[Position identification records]
□ □ □ □ □ □ □

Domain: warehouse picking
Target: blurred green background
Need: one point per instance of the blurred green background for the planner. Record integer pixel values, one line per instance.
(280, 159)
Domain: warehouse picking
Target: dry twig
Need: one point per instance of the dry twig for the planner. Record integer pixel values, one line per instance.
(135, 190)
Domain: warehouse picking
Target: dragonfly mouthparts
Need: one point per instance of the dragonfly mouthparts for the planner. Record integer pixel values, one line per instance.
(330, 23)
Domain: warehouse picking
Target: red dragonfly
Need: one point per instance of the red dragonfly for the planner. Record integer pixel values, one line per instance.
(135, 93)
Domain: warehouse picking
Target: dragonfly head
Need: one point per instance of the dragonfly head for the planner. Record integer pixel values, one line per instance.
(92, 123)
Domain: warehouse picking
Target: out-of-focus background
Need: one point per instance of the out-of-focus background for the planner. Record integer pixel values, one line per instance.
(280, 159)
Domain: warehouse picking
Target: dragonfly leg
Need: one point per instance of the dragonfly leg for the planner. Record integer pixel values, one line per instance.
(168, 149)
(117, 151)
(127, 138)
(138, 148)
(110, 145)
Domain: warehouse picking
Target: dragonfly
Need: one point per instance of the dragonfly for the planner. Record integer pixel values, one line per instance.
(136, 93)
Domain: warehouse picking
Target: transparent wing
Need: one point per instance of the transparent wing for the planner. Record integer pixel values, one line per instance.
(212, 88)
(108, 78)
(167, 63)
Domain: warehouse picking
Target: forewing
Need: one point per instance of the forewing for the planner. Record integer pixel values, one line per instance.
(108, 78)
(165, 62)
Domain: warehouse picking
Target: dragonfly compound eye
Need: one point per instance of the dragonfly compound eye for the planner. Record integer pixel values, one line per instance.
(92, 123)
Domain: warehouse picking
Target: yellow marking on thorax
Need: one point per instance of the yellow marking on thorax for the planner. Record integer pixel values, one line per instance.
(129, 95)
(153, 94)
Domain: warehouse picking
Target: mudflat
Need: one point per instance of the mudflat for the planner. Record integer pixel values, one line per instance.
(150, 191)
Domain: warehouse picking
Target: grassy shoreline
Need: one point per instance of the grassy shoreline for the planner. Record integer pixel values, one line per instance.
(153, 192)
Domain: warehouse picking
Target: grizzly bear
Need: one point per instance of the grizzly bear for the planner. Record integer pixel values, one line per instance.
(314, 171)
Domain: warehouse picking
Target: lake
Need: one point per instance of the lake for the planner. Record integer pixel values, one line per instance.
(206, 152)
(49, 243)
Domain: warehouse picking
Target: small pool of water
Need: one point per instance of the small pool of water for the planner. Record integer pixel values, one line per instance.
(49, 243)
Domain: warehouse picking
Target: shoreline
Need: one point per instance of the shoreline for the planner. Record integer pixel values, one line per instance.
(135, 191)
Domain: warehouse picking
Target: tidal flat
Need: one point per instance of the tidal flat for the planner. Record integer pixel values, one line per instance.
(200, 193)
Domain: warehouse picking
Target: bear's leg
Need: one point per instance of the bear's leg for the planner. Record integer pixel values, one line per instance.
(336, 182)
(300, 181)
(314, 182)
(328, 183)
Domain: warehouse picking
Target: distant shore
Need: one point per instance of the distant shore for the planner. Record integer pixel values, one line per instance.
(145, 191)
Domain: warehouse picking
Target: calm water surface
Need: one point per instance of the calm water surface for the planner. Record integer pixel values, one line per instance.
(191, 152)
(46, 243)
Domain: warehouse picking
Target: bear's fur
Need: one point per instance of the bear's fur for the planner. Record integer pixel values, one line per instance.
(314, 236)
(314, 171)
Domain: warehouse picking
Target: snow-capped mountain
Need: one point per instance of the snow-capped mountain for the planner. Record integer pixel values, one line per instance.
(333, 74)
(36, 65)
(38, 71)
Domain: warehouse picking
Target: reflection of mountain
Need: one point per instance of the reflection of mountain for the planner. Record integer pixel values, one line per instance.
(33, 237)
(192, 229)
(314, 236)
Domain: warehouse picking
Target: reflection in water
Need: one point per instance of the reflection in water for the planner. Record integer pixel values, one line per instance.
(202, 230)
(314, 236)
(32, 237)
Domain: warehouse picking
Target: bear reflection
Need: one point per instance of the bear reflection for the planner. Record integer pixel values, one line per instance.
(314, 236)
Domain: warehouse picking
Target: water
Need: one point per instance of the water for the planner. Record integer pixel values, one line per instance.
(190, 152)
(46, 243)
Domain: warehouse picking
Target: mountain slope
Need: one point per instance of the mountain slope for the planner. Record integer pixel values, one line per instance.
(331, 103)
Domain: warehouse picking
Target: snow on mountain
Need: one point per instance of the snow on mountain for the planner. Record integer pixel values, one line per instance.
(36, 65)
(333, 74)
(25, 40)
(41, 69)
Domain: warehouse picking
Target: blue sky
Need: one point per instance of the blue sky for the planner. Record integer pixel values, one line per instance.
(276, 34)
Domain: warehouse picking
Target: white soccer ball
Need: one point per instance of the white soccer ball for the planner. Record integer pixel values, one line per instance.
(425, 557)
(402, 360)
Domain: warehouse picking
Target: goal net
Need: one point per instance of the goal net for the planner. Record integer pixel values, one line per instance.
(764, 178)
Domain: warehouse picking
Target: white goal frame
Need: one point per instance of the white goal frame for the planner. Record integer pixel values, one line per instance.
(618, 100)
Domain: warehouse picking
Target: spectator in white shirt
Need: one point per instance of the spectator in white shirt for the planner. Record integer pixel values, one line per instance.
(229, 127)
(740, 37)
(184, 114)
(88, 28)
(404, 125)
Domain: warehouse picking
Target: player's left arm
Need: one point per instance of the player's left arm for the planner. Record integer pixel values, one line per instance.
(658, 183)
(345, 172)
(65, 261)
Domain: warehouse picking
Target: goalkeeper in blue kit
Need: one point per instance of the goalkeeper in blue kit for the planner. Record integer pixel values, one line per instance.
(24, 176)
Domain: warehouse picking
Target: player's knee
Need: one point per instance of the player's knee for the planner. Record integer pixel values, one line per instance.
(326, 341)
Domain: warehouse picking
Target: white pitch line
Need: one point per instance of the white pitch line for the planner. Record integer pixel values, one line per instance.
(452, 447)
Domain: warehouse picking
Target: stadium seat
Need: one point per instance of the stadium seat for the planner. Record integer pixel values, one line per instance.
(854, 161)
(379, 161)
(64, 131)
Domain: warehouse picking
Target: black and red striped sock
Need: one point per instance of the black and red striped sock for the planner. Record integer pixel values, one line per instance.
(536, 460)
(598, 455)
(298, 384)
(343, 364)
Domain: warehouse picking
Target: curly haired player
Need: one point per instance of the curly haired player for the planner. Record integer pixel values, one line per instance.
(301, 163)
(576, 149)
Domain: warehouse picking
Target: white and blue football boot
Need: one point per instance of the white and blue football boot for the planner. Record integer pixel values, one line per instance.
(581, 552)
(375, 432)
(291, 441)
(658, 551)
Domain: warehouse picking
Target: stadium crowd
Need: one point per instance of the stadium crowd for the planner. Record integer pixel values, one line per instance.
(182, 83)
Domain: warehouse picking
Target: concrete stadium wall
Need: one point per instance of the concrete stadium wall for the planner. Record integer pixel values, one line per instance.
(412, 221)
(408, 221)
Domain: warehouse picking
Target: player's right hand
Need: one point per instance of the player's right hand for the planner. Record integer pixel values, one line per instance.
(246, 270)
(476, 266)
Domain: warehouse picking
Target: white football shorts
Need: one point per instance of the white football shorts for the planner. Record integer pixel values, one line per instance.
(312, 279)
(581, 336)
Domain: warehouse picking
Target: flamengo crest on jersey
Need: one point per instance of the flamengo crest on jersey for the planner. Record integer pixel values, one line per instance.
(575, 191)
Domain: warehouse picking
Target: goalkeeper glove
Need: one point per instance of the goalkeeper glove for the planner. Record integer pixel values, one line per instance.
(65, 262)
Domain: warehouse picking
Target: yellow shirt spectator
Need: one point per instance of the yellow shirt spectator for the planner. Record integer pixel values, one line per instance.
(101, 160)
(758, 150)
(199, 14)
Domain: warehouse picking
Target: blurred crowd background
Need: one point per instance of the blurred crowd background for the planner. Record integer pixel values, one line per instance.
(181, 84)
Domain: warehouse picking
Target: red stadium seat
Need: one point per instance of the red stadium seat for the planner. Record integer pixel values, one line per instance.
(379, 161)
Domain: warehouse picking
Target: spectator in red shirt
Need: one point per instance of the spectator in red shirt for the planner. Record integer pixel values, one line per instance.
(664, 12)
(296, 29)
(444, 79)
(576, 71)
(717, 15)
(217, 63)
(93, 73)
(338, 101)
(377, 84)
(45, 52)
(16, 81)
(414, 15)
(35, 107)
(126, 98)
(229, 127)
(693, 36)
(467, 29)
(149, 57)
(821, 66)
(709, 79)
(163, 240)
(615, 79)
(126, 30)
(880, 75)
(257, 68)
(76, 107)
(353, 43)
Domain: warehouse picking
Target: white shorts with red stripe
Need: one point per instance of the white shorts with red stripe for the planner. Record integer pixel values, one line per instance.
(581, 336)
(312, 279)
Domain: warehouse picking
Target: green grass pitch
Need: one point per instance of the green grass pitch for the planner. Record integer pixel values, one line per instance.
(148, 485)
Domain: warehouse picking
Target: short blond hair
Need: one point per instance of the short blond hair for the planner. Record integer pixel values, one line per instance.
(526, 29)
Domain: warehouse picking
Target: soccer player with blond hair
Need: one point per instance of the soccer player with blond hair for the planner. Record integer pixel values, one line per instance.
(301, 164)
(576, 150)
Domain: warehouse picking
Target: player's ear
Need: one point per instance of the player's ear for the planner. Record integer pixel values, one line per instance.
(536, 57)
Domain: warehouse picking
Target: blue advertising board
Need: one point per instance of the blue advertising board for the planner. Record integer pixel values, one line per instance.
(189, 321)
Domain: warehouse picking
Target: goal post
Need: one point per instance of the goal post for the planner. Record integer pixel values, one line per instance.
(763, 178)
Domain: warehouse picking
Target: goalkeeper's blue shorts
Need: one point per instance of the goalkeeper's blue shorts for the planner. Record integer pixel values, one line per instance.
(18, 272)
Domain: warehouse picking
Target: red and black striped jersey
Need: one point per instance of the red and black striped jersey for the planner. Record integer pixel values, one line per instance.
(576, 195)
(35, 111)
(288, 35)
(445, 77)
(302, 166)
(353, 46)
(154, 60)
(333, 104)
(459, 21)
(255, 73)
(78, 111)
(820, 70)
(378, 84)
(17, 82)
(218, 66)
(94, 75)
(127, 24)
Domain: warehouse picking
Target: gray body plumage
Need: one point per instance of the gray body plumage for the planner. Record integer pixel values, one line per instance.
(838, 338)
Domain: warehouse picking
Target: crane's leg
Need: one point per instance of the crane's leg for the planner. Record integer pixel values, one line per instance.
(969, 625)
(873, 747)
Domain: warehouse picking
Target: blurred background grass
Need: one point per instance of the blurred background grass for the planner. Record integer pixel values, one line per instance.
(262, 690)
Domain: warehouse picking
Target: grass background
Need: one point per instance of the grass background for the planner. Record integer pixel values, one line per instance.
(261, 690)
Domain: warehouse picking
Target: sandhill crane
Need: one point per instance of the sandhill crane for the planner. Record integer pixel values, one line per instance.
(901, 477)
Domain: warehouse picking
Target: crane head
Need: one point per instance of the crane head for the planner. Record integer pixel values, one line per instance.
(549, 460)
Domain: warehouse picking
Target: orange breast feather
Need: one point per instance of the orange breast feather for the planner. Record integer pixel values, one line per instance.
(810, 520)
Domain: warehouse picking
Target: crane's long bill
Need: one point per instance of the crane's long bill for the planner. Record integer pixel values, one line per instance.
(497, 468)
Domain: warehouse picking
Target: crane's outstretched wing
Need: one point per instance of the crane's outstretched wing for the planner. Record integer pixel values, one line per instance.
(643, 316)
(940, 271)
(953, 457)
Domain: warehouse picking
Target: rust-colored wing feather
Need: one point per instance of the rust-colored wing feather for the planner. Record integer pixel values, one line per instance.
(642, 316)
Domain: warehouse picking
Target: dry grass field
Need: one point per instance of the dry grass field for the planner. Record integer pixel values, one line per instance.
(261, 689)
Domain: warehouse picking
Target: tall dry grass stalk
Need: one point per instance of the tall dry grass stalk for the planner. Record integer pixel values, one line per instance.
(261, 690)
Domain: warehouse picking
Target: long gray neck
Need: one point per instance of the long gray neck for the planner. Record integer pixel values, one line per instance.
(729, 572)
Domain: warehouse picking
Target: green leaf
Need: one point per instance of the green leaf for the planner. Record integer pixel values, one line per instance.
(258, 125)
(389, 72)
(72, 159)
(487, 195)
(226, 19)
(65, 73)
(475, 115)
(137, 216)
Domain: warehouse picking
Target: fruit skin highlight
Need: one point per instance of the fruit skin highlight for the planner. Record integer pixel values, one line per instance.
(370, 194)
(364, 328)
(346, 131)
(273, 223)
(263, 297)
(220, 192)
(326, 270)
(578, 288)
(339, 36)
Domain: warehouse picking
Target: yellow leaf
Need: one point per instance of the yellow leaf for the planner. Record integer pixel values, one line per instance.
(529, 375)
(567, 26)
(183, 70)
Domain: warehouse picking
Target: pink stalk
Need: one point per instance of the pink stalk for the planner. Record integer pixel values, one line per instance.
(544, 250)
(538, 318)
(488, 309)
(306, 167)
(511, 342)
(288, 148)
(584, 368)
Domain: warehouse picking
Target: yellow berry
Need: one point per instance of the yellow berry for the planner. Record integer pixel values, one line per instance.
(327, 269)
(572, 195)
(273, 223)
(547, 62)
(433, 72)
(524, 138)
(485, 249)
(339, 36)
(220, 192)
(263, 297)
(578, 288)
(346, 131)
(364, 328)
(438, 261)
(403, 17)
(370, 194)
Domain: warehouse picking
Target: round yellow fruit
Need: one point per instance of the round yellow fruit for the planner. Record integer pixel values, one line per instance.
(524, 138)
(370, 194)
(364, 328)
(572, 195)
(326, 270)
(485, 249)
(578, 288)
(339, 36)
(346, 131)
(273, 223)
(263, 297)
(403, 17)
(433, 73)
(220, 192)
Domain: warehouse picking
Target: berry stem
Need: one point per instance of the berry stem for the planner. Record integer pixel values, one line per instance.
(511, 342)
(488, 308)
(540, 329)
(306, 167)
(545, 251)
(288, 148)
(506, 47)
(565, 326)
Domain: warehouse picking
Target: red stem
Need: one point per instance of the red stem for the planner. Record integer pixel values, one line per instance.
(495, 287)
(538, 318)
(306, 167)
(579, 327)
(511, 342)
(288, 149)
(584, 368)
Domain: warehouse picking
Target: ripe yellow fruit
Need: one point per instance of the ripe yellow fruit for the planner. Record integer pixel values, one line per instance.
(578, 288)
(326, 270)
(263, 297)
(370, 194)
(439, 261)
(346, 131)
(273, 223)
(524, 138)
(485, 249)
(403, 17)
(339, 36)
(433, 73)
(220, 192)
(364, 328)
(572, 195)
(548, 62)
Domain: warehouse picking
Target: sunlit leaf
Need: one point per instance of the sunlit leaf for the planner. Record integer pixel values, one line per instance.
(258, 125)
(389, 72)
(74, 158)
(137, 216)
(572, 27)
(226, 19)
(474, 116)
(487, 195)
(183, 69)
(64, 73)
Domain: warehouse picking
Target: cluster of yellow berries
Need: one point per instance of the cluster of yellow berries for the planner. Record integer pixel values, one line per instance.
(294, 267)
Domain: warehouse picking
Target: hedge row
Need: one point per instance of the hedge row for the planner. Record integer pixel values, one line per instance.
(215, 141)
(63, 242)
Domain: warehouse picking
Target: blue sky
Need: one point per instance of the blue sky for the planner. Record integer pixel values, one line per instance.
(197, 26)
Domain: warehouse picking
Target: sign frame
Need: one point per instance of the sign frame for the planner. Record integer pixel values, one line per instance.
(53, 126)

□ □ □ □ □ □ □

__Task directions__: Count the lines of the material that contain the string "sign". Reply with the number alone.

__Correct answer__: 2